Estratto pagina:
━━━━━━

Attualità

Due marcatori rivoluzionano la diagnosi precoce della malattia renale

È bastato inserire, a partire dal 2021, negli esami i test di albuminuria (con il calcolo Acr) e creatininemia (Gfr) come indicatori di danno renale precoce e di progressione della malattia per individuare la Mrc nel 3,8% degli oltre 7mila lavoratori screenati al Policlinico di Bari ogni anno. Lo rendono noto la Federazione delle società medico-scientifiche Italiane (Fism), la Società italiana di nefrologia (Sin) e la Società italiana di medicina del lavoro (Siml) in occasione della Giornata mondiale del rene, che si celebra oggi 14 marzo.

A spingere in questa direzione il Policlinico di Bari l’aumento costante della prevalenza della malattia renale cronica che colpisce il 10% della popolazione generale nel mondo, il 7% in Italia. Da qui, l’idea di inserire nella visita medica annuale il dosaggio dell’Acr e Gfr per ciascuno dipendente.

━━━━━━

Dati esercizio:

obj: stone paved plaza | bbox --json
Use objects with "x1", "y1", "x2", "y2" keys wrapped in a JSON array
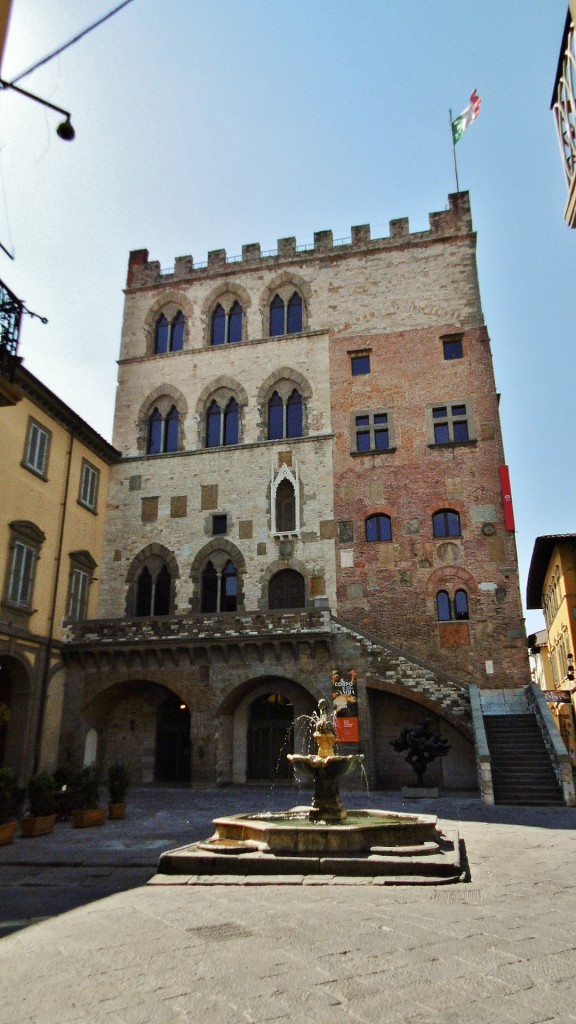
[{"x1": 0, "y1": 790, "x2": 576, "y2": 1024}]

━━━━━━

Elenco compiti:
- a) Riscrivi come elenco puntato il paragrafo dell'articolo sulla malattia renale che comincia con «A spingere in questa direzione», mantenendone i fatti principali.
- b) Prosegui l'articolo sulla malattia renale dopo l'ultima frase riportata.

Risultati:
- a)
- Il Policlinico di Bari ha agito per l'aumento costante della prevalenza della malattia renale cronica.
- La malattia colpisce il 10% della popolazione generale nel mondo e il 7% in Italia.
- Il Policlinico ha quindi deciso di inserire il dosaggio di Acr e Gfr nella visita medica annuale di ogni dipendente.

- b)
“L’utilizzo nelle visite di screening di Acr e Gfr – spiega il prof. Luigi Vimercati, Direttore dell’Uoc di Medicina del Lavoro Universitaria del Policlinico di Bari –  ha evidenziato che l’applicazione di due semplici marcatori di danno renale, dal bassissimo costo, ha permesso di identificare in 7.124 lavoratori screenati la Mrc nel 3,8% (fascia di età 20-39 anni: 3,36%; fascia di età 40-59 anni: 3,82; fascia d’età 60-over: 5,97%), sottolineando l’importanza di un approccio multidisciplinare nella gestione dei pazienti a rischio di malattia renale cronica. La collaborazione tra esperti di diverse discipline (nefrologia, cardiologia, diabetologia, medicina del lavoro) può portare a nuove strategie per la tutela della salute dei lavoratori e la prevenzione delle malattie renali”.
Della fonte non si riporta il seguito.